TRECHO:

À partir deste ponto, vamos entrar na ceara do corpo como método. Te convido, portanto, a voltar a atenção novamente para o seu corpo, como fizemos na introdução.  

Como você está se sentindo agora? 

Muitas pessoas congelam quando ouvem esta pergunta, e isso acontece porque perdemos a capacidade de sentir. Por todos os motivos elencados e ilustrados acima, nossas presenças estão tão concentradas na cabeça ou fora do corpo, de modo geral, que a pergunta acima deixa de fazer sentido. As respostas tendem a se restringir a: “estou bem” ou “estou mal”. Noutras vezes, racionalizamos o que  o corpo sente, sem de fato, nos silenciar o suficiente para realmente sentir.

MATERIAL FORNECIDO:

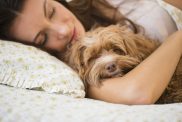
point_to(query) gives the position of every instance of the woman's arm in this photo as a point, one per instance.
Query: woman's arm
(176, 3)
(145, 83)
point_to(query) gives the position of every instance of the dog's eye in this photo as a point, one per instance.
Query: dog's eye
(119, 51)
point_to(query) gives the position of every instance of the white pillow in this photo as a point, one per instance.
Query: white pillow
(28, 67)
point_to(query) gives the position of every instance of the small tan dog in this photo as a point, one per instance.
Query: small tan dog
(108, 52)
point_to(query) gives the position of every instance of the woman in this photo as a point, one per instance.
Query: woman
(51, 26)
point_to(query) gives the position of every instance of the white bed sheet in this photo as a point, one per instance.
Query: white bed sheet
(23, 105)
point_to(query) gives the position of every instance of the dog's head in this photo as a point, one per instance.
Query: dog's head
(107, 52)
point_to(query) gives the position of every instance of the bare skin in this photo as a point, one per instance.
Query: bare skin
(143, 85)
(176, 3)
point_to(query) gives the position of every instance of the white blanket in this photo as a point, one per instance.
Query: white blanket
(20, 105)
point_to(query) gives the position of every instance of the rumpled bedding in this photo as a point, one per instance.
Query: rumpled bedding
(23, 105)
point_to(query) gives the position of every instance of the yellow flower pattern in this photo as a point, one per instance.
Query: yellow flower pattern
(28, 67)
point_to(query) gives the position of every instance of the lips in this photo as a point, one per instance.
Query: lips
(73, 35)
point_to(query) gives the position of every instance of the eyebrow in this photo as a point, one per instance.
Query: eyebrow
(44, 10)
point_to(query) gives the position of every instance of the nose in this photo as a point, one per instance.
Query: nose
(61, 31)
(111, 67)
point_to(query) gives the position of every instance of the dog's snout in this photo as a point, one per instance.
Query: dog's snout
(111, 67)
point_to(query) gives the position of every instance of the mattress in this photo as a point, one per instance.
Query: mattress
(23, 105)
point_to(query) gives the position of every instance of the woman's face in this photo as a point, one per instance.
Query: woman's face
(47, 23)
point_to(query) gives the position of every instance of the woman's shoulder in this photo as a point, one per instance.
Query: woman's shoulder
(156, 21)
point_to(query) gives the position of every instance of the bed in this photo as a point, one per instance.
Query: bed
(23, 105)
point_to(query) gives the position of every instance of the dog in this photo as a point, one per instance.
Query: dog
(108, 52)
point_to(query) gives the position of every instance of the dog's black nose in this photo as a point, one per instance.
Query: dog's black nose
(111, 67)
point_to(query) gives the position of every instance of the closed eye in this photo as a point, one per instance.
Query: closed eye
(51, 13)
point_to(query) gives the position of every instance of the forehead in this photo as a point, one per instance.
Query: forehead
(28, 22)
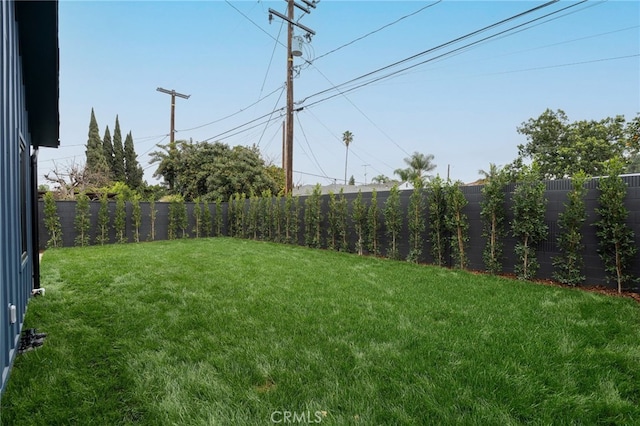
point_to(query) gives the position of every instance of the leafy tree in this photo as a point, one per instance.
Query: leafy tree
(570, 262)
(528, 226)
(437, 205)
(342, 218)
(416, 223)
(359, 217)
(178, 220)
(117, 171)
(616, 241)
(419, 165)
(493, 217)
(561, 149)
(332, 219)
(197, 217)
(152, 218)
(52, 221)
(82, 220)
(266, 215)
(291, 215)
(381, 179)
(347, 138)
(393, 221)
(136, 217)
(103, 220)
(96, 163)
(253, 216)
(206, 220)
(132, 170)
(218, 227)
(313, 218)
(212, 170)
(119, 223)
(457, 223)
(373, 225)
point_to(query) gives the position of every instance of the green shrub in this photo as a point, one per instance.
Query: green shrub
(416, 222)
(359, 218)
(457, 224)
(616, 241)
(570, 262)
(52, 221)
(493, 218)
(437, 205)
(82, 220)
(528, 226)
(393, 221)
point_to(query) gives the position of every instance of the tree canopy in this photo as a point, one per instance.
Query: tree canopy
(561, 148)
(215, 170)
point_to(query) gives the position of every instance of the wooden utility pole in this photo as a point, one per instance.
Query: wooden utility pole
(173, 94)
(288, 186)
(287, 159)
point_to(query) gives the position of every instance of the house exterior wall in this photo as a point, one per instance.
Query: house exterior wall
(16, 262)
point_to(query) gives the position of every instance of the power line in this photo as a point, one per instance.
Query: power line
(430, 50)
(378, 30)
(233, 114)
(393, 73)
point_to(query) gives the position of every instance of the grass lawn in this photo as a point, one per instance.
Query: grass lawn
(228, 331)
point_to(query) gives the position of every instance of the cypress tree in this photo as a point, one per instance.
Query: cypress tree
(118, 154)
(132, 170)
(107, 149)
(96, 163)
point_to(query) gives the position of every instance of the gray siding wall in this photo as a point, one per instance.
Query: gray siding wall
(16, 267)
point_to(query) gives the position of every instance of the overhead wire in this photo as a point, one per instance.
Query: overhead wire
(440, 46)
(378, 30)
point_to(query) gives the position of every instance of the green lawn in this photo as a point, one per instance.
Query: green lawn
(227, 331)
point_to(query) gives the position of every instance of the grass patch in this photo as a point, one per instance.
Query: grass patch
(227, 331)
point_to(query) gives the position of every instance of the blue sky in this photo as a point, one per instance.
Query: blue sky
(463, 107)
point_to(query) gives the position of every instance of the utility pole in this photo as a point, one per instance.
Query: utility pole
(173, 94)
(288, 143)
(172, 132)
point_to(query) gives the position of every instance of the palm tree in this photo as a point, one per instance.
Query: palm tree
(347, 138)
(419, 164)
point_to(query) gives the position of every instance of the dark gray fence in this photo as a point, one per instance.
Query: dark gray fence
(556, 193)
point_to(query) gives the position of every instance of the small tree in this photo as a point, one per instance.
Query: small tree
(437, 204)
(570, 262)
(103, 220)
(313, 218)
(616, 241)
(136, 217)
(253, 217)
(218, 203)
(120, 221)
(82, 220)
(291, 214)
(416, 223)
(528, 224)
(206, 220)
(457, 223)
(359, 217)
(152, 218)
(197, 217)
(177, 218)
(493, 216)
(393, 221)
(332, 218)
(52, 221)
(373, 225)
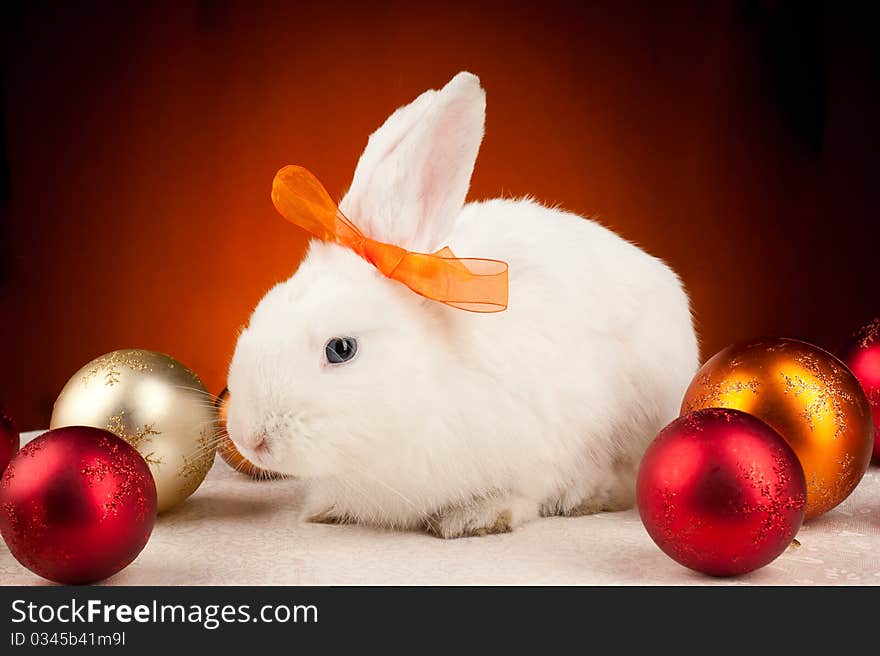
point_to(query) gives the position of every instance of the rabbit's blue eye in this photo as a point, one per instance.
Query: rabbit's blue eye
(340, 349)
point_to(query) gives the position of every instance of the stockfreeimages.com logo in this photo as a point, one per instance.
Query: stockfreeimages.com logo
(209, 616)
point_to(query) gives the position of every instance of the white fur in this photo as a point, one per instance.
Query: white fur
(465, 423)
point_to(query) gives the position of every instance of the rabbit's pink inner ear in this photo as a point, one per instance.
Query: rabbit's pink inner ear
(414, 175)
(450, 136)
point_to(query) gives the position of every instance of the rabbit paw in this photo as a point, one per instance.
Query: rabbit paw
(483, 517)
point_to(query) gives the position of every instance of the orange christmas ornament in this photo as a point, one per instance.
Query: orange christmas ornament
(227, 449)
(808, 396)
(474, 284)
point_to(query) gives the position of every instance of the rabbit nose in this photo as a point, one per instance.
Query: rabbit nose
(260, 442)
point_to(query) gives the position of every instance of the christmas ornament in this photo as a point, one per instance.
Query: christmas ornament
(154, 403)
(77, 505)
(721, 492)
(861, 353)
(229, 452)
(9, 440)
(808, 396)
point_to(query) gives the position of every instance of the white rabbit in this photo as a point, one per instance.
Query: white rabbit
(421, 415)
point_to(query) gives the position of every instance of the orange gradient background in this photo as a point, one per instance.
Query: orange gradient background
(737, 141)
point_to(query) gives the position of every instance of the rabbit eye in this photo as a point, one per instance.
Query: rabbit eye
(340, 349)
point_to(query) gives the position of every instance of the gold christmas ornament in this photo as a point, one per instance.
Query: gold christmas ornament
(155, 404)
(808, 396)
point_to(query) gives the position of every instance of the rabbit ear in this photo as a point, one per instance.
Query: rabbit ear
(412, 179)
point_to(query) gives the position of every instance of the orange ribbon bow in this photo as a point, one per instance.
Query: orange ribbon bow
(474, 284)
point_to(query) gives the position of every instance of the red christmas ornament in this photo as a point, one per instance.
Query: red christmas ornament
(721, 492)
(9, 440)
(77, 505)
(861, 353)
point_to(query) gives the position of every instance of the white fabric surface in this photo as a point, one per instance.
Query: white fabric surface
(236, 531)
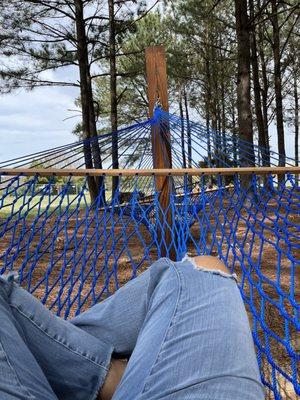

ETAPAS DO EXERCÍCIO:
A. Devolva, sem nenhuma alteração, a parte do trecho que começa nas palavras "À partir deste" e termina logo após "se sentindo agora?".
B. Segundo o trecho, a que tendem a se restringir as respostas à pergunta sobre como a pessoa está se sentindo?
Não é preciso consultar o material para realizar esta atividade.

RESULTADOS POR TAREFA:
A.
À partir deste ponto, vamos entrar na ceara do corpo como método. Te convido, portanto, a voltar a atenção novamente para o seu corpo, como fizemos na introdução.  

Como você está se sentindo agora?

B. A “estou bem” ou “estou mal”.